**GIVEN TASK A:** In the repository description, which three dataframes does the function compute?
**GIVEN TASK B:** Please write out the rows from the line containing "crane in the photo above." through the line containing "(504, 1270)", with both of those lines included.

**GIVEN PASSAGE:**
>> Begin

This repository contains only one function. It takes 2 dataframes and a list of string corresponding to the primary keys and compute 3 dataframes: the new rows, the deleted rows and the updated rows.
To use it:
val pks = Set("id", "id2")
val values = Seq(
(8, 1, "bat", "2"),
(64, 1, "mouse", "2"),
(-27, 1, "horse", "3")
)
val values2 = Seq(
(8, 1, "bat", "1"),
(63, 1, "mouse", "2"),
(-27, 1, "horse", "3")
)
val (newRows, deleteRows, updateRows) = DiffDataframe.diff(values.toDF("id", "id2", "word", "data"),
values2.toDF("id", "id2", "word", "data"), pks)
To lanch test with maven
JAVA_HOME=/usr/lib/jvm/java-8-openjdk-amd64/ PATH=$JAVA_HOME/bin:$PATH mvn clean test
release
JAVA_HOME=/usr/lib/jvm/java-8-openjdk-amd64/ PATH=$JAVA_HOME/bin:$PATH /opt/apache-maven-3.6.0/bin/mvn release:prepare
JAVA_HOME=/usr/lib/jvm/java-8-openjdk-amd64/ PATH=$JAVA_HOME/bin:$PATH /opt/apache-maven-3.6.0/bin/mvn release:perform
and https://oss.sonatype.org/#stagingRepositories
close and release

>> End

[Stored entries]

>> Begin

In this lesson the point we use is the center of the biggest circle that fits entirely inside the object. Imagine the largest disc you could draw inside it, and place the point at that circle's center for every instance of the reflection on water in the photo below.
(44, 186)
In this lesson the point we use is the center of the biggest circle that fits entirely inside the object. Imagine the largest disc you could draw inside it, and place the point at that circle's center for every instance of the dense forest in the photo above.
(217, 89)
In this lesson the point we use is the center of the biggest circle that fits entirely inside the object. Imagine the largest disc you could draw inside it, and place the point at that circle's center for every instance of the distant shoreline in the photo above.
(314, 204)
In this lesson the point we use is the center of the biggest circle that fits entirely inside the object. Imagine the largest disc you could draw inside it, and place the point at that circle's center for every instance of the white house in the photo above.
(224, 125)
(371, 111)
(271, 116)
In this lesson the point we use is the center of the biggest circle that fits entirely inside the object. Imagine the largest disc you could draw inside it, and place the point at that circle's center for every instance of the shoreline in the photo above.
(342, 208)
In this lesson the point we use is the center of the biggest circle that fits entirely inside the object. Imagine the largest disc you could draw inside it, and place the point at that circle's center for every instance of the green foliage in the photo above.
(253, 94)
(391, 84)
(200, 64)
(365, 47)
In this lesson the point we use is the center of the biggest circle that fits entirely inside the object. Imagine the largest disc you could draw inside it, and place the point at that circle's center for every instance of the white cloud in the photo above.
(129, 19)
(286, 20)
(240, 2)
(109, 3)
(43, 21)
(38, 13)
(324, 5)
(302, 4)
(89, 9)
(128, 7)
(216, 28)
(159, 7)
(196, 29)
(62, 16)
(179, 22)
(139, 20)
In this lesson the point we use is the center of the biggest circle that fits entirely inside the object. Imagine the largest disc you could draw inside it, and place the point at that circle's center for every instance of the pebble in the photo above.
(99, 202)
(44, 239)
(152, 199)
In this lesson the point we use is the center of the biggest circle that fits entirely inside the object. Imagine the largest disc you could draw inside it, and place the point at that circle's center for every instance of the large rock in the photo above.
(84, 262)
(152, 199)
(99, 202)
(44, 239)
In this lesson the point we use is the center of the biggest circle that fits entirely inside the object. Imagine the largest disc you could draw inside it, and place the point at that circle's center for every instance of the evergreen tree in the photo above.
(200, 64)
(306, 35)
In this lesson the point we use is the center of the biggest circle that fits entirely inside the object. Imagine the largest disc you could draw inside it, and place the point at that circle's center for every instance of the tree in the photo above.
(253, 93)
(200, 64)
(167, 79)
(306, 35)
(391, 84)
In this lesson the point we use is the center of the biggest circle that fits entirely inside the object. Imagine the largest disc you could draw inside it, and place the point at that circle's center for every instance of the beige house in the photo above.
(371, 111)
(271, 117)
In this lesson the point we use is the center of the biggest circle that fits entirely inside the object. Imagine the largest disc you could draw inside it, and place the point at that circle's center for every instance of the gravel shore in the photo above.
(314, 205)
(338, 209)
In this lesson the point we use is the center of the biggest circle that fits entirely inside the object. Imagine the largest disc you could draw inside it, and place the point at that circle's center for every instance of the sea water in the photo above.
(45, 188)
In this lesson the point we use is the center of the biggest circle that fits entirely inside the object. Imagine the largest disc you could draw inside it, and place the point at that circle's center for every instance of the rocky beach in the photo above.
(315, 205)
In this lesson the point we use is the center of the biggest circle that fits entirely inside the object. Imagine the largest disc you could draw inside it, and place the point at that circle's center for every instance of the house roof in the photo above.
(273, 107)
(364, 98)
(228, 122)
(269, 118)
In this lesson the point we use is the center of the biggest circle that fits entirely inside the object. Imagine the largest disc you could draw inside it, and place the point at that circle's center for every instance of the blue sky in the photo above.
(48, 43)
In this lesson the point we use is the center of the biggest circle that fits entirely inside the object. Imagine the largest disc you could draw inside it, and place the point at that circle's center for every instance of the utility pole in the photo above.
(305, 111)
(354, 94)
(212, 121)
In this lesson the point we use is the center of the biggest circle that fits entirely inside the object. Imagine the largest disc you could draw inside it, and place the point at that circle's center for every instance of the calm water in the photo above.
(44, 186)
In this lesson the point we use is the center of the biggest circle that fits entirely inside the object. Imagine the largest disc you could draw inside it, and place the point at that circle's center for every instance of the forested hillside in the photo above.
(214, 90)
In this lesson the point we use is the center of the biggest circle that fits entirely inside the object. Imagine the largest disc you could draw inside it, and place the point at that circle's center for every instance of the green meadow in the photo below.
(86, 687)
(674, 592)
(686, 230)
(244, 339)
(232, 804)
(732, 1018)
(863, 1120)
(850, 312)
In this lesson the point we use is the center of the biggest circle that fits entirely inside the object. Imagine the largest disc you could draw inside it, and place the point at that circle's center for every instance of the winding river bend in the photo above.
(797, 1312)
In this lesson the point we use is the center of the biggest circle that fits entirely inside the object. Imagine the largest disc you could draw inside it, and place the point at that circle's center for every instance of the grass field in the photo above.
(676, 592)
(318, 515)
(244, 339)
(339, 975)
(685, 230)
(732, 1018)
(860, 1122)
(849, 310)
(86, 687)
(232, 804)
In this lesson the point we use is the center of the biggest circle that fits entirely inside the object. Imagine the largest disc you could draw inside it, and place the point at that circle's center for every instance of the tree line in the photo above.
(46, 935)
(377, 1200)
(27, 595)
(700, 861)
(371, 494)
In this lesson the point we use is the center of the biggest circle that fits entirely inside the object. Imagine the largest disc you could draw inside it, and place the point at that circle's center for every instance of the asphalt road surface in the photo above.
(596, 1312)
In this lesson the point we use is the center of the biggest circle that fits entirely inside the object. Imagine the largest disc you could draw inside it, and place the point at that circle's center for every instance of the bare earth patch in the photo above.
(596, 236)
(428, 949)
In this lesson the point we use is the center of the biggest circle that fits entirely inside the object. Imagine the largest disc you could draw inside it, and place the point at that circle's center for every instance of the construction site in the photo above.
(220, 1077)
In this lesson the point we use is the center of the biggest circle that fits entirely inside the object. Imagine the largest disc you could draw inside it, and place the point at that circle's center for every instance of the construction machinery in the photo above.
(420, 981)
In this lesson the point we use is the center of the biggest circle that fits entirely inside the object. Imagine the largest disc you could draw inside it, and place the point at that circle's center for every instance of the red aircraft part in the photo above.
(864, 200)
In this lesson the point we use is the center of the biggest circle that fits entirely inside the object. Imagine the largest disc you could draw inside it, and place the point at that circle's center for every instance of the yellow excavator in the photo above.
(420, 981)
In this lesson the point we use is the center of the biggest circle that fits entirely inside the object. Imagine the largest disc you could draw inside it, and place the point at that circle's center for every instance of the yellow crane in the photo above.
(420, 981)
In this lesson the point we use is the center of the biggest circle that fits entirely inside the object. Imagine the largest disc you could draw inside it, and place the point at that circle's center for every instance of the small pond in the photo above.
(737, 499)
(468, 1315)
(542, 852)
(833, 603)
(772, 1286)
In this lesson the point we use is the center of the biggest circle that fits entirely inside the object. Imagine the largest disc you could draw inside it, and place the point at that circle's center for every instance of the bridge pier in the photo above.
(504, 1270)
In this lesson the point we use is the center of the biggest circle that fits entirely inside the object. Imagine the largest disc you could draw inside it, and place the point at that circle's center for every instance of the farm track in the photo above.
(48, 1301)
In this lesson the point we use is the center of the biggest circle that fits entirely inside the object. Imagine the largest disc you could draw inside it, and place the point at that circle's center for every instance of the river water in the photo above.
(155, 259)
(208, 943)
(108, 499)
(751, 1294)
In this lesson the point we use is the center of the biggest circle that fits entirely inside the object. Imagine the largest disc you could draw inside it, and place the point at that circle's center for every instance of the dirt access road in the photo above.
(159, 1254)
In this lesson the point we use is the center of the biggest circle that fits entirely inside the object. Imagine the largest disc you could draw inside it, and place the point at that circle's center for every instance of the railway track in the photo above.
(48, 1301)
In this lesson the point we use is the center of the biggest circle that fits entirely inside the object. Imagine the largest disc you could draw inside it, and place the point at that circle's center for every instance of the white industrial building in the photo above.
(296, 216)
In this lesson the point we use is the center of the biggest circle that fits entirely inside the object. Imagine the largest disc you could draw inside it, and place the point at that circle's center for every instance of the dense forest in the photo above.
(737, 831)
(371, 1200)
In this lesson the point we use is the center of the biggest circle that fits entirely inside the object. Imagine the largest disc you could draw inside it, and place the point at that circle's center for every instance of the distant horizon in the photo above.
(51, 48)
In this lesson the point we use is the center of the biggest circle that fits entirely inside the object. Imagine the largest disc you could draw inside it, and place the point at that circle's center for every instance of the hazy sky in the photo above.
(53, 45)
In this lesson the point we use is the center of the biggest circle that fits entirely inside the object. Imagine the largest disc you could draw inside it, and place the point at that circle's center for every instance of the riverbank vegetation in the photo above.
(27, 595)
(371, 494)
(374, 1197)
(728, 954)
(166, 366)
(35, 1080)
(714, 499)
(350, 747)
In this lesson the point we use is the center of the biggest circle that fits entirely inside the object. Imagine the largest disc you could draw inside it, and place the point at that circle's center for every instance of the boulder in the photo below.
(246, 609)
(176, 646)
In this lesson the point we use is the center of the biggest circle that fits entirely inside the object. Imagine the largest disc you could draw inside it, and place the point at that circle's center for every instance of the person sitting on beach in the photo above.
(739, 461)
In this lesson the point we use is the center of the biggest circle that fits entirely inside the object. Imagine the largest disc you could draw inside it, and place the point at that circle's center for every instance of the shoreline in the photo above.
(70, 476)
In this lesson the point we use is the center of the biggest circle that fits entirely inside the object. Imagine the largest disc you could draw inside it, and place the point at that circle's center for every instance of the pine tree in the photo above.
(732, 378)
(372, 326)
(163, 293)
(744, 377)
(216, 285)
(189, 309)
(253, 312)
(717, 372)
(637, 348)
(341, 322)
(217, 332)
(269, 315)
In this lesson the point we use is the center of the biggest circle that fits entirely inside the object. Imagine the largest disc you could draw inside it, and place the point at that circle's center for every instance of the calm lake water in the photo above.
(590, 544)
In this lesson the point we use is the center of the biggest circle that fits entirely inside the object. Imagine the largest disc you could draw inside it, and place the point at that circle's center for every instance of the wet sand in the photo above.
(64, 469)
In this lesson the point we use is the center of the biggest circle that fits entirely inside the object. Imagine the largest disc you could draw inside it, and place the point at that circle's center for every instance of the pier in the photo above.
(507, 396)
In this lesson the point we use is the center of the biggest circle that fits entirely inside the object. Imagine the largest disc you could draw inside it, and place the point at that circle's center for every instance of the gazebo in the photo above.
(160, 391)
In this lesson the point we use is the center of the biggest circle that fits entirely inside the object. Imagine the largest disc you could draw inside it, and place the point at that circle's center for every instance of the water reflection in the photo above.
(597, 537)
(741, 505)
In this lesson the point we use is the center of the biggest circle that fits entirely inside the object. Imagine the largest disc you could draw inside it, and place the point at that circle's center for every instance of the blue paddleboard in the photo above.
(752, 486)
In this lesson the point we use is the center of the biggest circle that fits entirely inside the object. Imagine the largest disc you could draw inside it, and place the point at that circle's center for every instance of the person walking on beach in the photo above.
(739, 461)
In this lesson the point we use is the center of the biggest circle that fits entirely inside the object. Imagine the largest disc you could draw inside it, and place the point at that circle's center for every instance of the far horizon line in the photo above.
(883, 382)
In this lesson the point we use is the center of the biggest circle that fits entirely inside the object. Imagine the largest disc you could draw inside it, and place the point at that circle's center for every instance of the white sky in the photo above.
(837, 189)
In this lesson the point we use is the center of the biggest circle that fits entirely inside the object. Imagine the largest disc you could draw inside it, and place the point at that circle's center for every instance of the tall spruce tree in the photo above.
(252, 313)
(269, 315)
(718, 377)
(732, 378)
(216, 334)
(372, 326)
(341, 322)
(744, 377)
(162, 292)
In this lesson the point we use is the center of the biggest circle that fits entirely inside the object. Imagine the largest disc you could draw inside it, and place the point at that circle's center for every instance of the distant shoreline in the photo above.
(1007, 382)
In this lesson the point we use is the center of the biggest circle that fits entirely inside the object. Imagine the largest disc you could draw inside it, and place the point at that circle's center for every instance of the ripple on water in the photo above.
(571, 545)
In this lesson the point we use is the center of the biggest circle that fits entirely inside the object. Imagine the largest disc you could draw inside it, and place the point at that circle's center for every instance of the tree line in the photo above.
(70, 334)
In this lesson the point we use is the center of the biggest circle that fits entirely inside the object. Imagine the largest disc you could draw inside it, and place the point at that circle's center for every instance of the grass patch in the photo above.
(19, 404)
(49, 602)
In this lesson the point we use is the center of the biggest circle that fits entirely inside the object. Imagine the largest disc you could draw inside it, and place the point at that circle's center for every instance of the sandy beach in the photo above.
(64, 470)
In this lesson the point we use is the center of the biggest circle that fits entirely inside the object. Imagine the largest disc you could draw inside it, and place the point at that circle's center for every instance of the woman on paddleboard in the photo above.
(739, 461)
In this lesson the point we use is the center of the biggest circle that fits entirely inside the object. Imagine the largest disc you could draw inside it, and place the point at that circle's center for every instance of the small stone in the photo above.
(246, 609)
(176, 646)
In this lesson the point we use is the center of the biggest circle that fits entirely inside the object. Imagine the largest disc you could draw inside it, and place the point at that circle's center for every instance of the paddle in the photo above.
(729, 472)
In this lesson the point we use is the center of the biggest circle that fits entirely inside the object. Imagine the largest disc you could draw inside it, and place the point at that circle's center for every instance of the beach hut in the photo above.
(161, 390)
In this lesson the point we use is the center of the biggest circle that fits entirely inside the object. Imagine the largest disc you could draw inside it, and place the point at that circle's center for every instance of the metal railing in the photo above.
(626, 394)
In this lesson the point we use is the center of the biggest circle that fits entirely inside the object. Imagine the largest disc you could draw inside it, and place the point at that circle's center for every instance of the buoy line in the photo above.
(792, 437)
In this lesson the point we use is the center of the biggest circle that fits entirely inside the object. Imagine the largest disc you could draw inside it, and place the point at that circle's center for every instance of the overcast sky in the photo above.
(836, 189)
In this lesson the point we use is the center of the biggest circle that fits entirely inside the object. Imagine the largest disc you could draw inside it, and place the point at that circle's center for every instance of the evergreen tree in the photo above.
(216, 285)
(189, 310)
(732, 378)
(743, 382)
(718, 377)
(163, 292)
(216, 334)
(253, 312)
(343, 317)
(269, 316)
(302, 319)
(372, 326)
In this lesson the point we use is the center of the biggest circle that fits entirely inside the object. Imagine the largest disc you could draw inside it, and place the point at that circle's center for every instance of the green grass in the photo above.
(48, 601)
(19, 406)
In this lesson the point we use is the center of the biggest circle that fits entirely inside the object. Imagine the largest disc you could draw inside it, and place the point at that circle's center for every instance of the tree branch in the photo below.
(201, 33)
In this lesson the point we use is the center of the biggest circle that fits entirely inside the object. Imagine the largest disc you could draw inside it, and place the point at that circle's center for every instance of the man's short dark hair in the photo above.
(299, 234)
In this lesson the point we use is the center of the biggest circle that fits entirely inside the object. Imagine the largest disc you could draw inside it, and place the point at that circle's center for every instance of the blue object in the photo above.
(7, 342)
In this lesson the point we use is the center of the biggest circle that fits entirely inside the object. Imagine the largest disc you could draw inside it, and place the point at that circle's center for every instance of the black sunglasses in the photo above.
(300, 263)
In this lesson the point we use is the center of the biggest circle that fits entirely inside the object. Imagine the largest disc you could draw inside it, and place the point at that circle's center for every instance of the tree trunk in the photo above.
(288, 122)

>> End

**COMPLETE RESPONSE A:** The new rows, the deleted rows and the updated rows.

**COMPLETE RESPONSE B:**
In this lesson the point we use is the center of the biggest circle that fits entirely inside the object. Imagine the largest disc you could draw inside it, and place the point at that circle's center for every instance of the yellow crane in the photo above.
(420, 981)
In this lesson the point we use is the center of the biggest circle that fits entirely inside the object. Imagine the largest disc you could draw inside it, and place the point at that circle's center for every instance of the small pond in the photo above.
(737, 499)
(468, 1315)
(542, 852)
(833, 603)
(772, 1286)
In this lesson the point we use is the center of the biggest circle that fits entirely inside the object. Imagine the largest disc you could draw inside it, and place the point at that circle's center for every instance of the bridge pier in the photo above.
(504, 1270)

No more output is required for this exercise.